Scale everything from the line containing "Greenhouse-scouting request: tag the green stem" down to the end of the records, and write those lines again with the requests included and nothing else. Multiply each coordinate in the answers by 0.25 and round it to a whole number, with halves rounding up.
* BEGIN Entries *
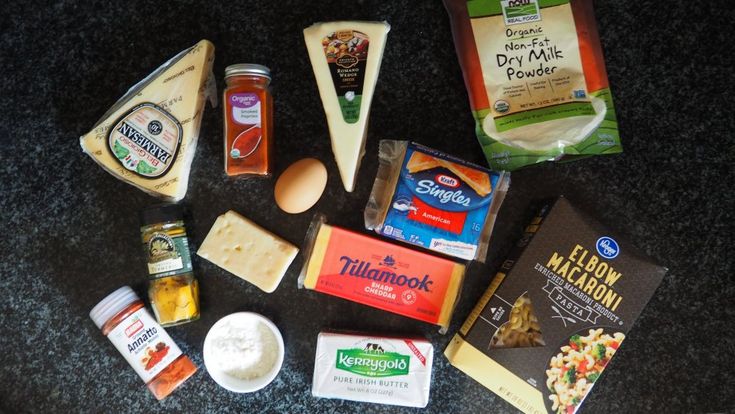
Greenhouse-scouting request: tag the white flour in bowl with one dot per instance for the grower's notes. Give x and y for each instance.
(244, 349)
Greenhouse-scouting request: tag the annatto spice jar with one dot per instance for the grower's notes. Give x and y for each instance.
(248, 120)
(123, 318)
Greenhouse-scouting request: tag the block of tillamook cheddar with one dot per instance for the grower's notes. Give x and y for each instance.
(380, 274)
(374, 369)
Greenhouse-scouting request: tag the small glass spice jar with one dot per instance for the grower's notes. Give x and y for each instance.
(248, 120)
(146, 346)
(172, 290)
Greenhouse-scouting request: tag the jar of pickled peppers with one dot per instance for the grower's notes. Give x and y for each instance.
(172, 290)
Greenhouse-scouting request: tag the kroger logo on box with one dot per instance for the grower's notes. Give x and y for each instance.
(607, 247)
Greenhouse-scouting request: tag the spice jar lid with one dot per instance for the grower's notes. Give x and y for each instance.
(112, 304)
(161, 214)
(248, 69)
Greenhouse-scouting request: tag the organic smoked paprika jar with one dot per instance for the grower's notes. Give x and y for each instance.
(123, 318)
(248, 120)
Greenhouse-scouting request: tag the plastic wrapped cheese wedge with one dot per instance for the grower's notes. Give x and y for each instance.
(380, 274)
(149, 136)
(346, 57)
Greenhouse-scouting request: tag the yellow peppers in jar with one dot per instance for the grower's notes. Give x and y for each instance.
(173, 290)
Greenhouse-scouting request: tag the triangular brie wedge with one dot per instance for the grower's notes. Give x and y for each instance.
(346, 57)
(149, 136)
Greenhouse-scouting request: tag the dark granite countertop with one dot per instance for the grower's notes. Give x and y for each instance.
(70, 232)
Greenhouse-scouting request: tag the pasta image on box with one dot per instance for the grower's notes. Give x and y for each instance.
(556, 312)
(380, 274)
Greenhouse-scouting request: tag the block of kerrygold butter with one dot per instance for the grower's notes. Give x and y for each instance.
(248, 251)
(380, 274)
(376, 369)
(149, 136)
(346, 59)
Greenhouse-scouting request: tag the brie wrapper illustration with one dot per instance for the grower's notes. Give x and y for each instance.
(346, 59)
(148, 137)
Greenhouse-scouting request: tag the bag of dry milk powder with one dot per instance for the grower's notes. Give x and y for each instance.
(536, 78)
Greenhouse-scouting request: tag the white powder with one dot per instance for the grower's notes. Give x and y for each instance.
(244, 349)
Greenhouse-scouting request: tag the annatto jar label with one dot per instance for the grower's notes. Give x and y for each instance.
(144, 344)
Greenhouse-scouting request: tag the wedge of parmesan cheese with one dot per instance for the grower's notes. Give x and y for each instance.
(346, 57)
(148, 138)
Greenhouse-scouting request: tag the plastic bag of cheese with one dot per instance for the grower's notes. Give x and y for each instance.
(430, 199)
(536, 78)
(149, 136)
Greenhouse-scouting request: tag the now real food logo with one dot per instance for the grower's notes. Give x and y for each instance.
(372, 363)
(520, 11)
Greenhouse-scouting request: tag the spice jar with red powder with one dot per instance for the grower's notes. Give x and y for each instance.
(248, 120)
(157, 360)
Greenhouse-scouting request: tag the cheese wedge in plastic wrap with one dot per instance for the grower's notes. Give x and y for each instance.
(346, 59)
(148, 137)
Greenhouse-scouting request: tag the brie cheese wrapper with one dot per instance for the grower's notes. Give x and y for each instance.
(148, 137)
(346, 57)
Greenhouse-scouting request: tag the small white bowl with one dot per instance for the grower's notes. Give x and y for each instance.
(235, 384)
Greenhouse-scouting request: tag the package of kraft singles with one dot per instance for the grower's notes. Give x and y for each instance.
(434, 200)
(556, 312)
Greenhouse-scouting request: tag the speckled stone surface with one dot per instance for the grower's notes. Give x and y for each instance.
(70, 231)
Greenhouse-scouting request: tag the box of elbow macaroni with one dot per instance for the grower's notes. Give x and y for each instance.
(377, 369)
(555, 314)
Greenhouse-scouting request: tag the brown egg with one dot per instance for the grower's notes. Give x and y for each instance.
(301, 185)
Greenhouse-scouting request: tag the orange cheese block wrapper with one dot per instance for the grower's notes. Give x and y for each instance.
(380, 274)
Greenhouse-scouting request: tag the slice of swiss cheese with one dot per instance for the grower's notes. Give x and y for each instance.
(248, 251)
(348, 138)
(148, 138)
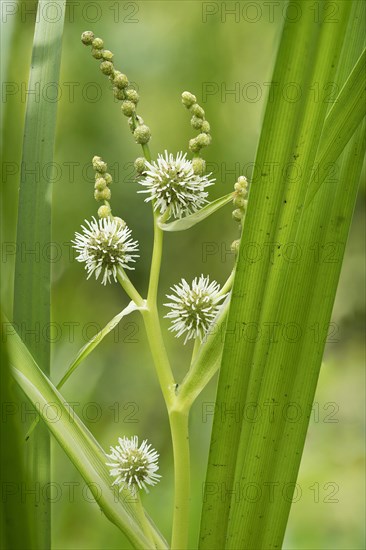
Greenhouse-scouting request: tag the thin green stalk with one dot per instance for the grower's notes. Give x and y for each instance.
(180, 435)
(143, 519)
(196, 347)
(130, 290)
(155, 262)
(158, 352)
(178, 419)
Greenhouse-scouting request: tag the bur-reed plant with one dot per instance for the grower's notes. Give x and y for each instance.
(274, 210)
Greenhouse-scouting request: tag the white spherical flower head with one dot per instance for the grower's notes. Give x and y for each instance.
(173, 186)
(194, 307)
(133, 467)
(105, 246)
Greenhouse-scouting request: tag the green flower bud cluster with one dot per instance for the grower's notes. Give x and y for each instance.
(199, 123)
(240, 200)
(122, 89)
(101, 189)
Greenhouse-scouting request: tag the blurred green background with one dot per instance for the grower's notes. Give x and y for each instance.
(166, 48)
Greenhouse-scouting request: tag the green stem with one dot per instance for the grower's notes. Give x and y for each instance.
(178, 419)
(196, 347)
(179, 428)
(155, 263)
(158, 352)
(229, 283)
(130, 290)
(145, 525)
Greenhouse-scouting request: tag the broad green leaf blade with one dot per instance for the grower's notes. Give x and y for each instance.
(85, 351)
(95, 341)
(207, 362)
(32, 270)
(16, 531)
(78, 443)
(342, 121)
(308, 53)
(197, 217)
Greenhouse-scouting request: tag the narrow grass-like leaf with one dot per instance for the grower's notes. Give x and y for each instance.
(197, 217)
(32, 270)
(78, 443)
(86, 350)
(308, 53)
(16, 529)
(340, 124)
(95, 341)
* END Entries *
Exercise result:
Greenhouse-scouting request: tag the green stem with one dot per instance for the grower's notes. Give x and y for each instance.
(45, 105)
(49, 87)
(45, 107)
(39, 66)
(40, 88)
(57, 71)
(33, 73)
(36, 131)
Greenhouse-scouting request: tag the broad green leaf blade with one dot per instance for the grower's notes. Give x and y for each instance.
(21, 88)
(24, 85)
(52, 91)
(8, 68)
(4, 133)
(20, 111)
(86, 30)
(77, 13)
(49, 54)
Greenhouse-scouting request: tag the narrow grass-like leaf with one dot per instance for the grower's notes. Give x and y for each instance.
(49, 54)
(8, 68)
(20, 111)
(22, 88)
(77, 13)
(4, 132)
(85, 31)
(24, 85)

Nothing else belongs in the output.